**EXERCISES**:
• 1. Translate this sentence from the personal account of smoking into Spanish: "Staring out the window of my old childhood bedroom, at age 26, I felt like an abject failure."
• 2. From the personal account of smoking, extract the passage from "It really came" up to and including "an abject failure.", reproducing it word for word.

**SUPPLIED TEXT**:
◇ ◇ ◇ ◇ ◇ ◇ ◇
It really came over me that day. I just have to stop.
So I did…..for about 6 months.
Then, through a series of transitions and events, I left my job and my apartment behind and returned to my parent’s house where I grew up to regroup for awhile and figure out what was next.
Staring out the window of my old childhood bedroom, at age 26, I felt like an abject failure.
I’m doomed, I thought. I’m such a loser. I can’t do anything right.
Now I have to find a job all over again, and my own place to live, and stop moving back in with my parents. Jeez.
The next thought?
I know! Go buy a pack of smokes! Yeah….do that next!
So I listened to that voice, and I left on foot for the corner store, and walked around the neighborhood at odd nighttime hours, smoking (since it wasn’t allowed in my parents’ house and I agreed it shouldn’t be, plus I was ashamed to be seen smoking by my parents).
I didn’t realize back then, it was my thoughts and feelings that were driving my urge to smoke.
I didn’t realize my own self-hate, being addicted to compulsively thinking there was something wrong with me and with the world, was the thing that fueled the fire of doing this activity called smoking.
◇ ◇ ◇ ◇ ◇ ◇ ◇
**SUPPLIED ENTRIES**:
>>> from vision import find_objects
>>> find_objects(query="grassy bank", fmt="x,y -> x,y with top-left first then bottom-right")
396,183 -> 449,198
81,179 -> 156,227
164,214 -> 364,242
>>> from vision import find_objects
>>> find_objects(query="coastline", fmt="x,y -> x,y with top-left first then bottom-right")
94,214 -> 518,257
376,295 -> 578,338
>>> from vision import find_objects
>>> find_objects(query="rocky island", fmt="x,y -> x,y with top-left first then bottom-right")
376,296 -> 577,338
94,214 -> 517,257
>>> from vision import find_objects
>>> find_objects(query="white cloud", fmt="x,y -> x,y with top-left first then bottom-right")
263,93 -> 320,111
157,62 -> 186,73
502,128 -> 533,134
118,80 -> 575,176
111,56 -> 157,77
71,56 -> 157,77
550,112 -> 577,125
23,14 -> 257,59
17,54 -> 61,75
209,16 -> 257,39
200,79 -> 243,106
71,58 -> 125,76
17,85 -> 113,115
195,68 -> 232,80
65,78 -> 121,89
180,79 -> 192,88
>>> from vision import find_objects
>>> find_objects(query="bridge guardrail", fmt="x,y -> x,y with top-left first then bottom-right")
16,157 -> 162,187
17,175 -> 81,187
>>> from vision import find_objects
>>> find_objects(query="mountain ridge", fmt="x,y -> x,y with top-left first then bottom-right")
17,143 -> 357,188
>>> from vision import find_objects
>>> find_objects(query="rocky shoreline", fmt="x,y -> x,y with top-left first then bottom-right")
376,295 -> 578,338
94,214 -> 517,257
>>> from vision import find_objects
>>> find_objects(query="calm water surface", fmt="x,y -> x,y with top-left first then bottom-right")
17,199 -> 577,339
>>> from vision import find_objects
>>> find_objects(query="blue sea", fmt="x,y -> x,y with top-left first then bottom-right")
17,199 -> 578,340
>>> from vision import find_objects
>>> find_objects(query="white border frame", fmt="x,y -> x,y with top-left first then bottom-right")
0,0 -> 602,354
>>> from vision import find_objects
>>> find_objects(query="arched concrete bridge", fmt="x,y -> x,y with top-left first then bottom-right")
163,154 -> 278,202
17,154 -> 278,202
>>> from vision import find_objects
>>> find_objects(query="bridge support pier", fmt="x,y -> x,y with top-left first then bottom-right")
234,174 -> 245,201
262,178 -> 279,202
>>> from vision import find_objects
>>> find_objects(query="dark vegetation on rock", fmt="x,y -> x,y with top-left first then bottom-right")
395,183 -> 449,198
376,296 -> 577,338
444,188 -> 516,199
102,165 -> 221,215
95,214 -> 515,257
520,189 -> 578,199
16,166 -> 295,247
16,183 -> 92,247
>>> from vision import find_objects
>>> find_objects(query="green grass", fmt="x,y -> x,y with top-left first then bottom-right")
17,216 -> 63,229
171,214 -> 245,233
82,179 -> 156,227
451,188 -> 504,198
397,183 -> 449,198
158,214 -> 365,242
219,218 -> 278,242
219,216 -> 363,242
◇ ◇ ◇ ◇ ◇ ◇ ◇
**EXPECTED RESPONSES**:
• 1. Mirando por la ventana de mi antigua habitación de la infancia, a los 26 años, me sentí un fracaso absoluto.

• 2.
It really came over me that day. I just have to stop.
So I did…..for about 6 months.
Then, through a series of transitions and events, I left my job and my apartment behind and returned to my parent’s house where I grew up to regroup for awhile and figure out what was next.
Staring out the window of my old childhood bedroom, at age 26, I felt like an abject failure.